::: 読解用の抜粋
相手が家に思い入れがあったり、取引材料にするために売却を渋ったりすると売却のハードルは高くなるでしょう。

資産を共有名義にする際は、後々トラブルを引き起こさないために次の2点に留意しておきましょう。

注意点1 相続の発生

もし相手に相続が発生すると、家の売却はさらに厄介になります。
例えば相手が離婚後に再婚して、子供が生まれたとします。すると、血縁もなく会ったこともない複数の相続人と物件を共有する可能性が生じます。
こういった場合でも、家の共有者全員の同意がないと売却や賃貸借はできません。
そのため、物件を有効活用できずに処分に困る恐れがあります。

注意点2 自分の持分だけの売却

共有名義であっても、自分の持分だけの売却であれば相手の同意なしに売却可能です。
しかし、この方法はあまりおすすめしません。
家まるごと一軒ではなく限定的な権利の売却であるので、扱いづらい物件として安くしか売れないためです。

自分の持分のみの売却の場合、売値は通常相場の6割ほどになるといわれています。
例えば3,000万円で売れる家で自分の持分が70%であるケースを考えてみましょう。
この時、持分を現金化すると

■相手の同意を得て家丸ごと一軒を売却する場合:3,000万円×0.7=2,100万円
■自分の持分のみを売却する場合:3,000万円×0.6×0.7=1260万円

となり、本来売れるはずの金額よりも840万円も損をしてしまいます。

また買取業者に買い取ってもらうと、その業者から配偶者の持分に対して売買の交渉が入ります。業者の交渉が強引であると配偶者との関係がさらにこじれる可能性があります。
すぐに現金が必要でやむを得ない場合以外は、自分の持分のみの売却は選択肢から外した方がよいでしょう。

自分の持分のみの売却のメリット・デメリットは次の通りです。

<メリット>
● 相手の同意なしに売却できる
● すぐに現金が手に入る

<デメリット>
● 売値が安くなる
● 相手と揉める可能性が高くなる

 単独名義の資産
自分単独の名義の家である場合は、相手の同意を得なくても売却できます。
::::::
● 取り組む課題:
**a)** 共有名義の家の売却に関する文章によると、自分の持分のみを売却した場合、売値は通常相場のどのくらいになるといわれていますか。
**b)** 共有名義の家の売却に関する文章の続きを、最後の文の後から書いてください。
::: 資料
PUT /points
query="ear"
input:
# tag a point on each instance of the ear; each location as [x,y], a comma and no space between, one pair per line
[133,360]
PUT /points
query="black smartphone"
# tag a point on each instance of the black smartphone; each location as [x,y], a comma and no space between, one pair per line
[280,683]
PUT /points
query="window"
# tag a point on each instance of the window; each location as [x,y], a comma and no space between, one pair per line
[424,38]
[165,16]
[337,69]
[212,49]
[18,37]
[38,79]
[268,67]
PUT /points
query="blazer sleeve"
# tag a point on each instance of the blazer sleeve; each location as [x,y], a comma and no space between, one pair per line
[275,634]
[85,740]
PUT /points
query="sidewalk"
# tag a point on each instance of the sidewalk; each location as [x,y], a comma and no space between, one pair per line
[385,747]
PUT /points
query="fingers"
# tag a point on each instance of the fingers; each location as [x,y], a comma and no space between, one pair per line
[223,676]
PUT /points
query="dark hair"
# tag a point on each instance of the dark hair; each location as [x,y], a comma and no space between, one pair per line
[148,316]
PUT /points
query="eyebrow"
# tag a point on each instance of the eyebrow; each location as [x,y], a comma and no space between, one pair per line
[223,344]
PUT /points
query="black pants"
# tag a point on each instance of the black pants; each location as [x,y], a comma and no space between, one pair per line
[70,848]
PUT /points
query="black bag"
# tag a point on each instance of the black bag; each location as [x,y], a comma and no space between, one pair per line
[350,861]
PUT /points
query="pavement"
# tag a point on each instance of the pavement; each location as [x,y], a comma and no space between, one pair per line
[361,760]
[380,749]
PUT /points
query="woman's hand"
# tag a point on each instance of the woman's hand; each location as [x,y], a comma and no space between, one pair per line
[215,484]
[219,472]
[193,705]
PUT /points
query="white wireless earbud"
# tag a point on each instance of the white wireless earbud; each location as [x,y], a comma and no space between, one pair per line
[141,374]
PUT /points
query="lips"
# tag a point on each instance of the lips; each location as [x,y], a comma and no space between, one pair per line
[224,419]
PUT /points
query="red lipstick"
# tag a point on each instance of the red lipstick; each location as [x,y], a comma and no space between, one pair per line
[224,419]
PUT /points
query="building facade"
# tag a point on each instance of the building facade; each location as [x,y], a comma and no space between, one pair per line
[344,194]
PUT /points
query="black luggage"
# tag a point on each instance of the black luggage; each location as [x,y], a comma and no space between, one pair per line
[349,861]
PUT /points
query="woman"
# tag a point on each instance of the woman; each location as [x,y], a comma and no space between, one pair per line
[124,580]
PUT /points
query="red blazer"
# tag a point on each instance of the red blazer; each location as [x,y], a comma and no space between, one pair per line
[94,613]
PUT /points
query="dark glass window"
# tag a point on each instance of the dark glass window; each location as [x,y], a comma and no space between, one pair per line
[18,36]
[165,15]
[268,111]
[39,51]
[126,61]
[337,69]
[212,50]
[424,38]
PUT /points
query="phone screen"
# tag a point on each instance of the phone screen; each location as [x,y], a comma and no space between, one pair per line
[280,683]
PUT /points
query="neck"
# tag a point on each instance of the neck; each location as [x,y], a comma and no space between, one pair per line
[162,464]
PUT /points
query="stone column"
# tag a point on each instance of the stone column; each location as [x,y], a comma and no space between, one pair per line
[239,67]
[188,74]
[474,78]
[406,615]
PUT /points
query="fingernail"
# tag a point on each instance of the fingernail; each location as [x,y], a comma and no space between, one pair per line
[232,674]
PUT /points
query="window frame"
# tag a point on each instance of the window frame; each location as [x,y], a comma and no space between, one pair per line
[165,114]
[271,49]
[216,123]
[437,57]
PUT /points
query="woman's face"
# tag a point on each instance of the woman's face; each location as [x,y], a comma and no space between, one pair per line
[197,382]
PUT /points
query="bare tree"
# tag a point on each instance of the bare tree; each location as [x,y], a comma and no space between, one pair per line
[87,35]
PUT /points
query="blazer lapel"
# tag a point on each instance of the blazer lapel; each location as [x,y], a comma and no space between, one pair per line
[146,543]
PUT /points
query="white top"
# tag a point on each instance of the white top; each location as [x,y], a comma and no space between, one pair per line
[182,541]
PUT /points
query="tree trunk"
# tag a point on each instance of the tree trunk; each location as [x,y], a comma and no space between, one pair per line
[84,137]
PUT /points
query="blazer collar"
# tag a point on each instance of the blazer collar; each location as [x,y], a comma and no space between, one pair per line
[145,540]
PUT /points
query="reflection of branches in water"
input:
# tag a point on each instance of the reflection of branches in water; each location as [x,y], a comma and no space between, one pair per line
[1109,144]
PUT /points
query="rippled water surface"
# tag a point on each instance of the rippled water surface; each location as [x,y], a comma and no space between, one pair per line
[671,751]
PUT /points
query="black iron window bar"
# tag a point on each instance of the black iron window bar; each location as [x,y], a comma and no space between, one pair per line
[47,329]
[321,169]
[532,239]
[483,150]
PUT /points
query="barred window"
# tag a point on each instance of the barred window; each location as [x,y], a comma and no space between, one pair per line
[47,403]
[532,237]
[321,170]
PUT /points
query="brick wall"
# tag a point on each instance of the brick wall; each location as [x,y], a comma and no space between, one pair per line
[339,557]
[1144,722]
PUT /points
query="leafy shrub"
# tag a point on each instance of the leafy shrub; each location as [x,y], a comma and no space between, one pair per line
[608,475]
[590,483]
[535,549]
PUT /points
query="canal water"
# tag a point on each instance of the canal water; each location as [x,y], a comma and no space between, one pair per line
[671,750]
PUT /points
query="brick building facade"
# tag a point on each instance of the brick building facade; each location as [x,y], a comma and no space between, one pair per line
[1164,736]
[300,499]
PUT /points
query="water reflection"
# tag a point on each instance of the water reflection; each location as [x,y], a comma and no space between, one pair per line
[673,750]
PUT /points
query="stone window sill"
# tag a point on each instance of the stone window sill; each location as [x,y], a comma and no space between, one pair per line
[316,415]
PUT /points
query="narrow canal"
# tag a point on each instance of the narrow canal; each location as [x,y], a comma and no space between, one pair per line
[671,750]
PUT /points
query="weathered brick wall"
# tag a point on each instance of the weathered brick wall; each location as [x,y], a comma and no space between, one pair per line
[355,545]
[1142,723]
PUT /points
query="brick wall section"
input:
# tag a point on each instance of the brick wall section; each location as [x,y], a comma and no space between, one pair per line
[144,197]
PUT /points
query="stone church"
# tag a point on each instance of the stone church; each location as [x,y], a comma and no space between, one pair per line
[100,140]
::::::
● 課題の解答:
**a)** 通常相場の6割ほどになるといわれています。

**b)**
ただし、その家が婚姻中に得た収入で建てられた共有財産であれば財産分与の対象となり、財産分与を請求されれば家の売却益も結局は1/2ずつに分けることになります。
同意を得る前に売却したとしても特に金銭的に得をすることはなく、むしろ相手の心証を悪くしてしまうでしょう。
配偶者との関係が悪化して、離婚が調停や裁判まで進んだ場合は逆に不利になってしまうことも考えられます。
円満に離婚したい場合は相手の了承をとってから売却するようにしましょう。

2住宅ローンが残っている

住宅ローンが残っていると、借入先の金融機関には抵当権が設定されている状態です。
そのため住宅ローンを完済するまでは家の売却や名義変更ができません。
抵当権を消滅させるには、住宅ローンの残額を支払い終える必要があります。

同じ住宅ローンが残っている状態でも、アンダーローン(家の市場価値が住宅ローンの残額を上回る状態)とオーバーローン(家の市場価値が住宅ローンの残額を下回る状態)では状況が違います。
アンダーローンであれば家の売却金額で住宅ローンを完済できると期待できますが、オーバーローンであると家を売却しても住宅ローンを完済する目途は立たないからです。

そのため住宅ローンが残っている場合は、まず現状がアンダーローンであるのかオーバーローンであるのかを把握することが重要です。
家の市場価値の算定方法は、不動産鑑定士による鑑定価格や固定資産税評価額、不動産会社の査定額などを参考にして決めます。
各算定方法の特徴は表1.の通りです。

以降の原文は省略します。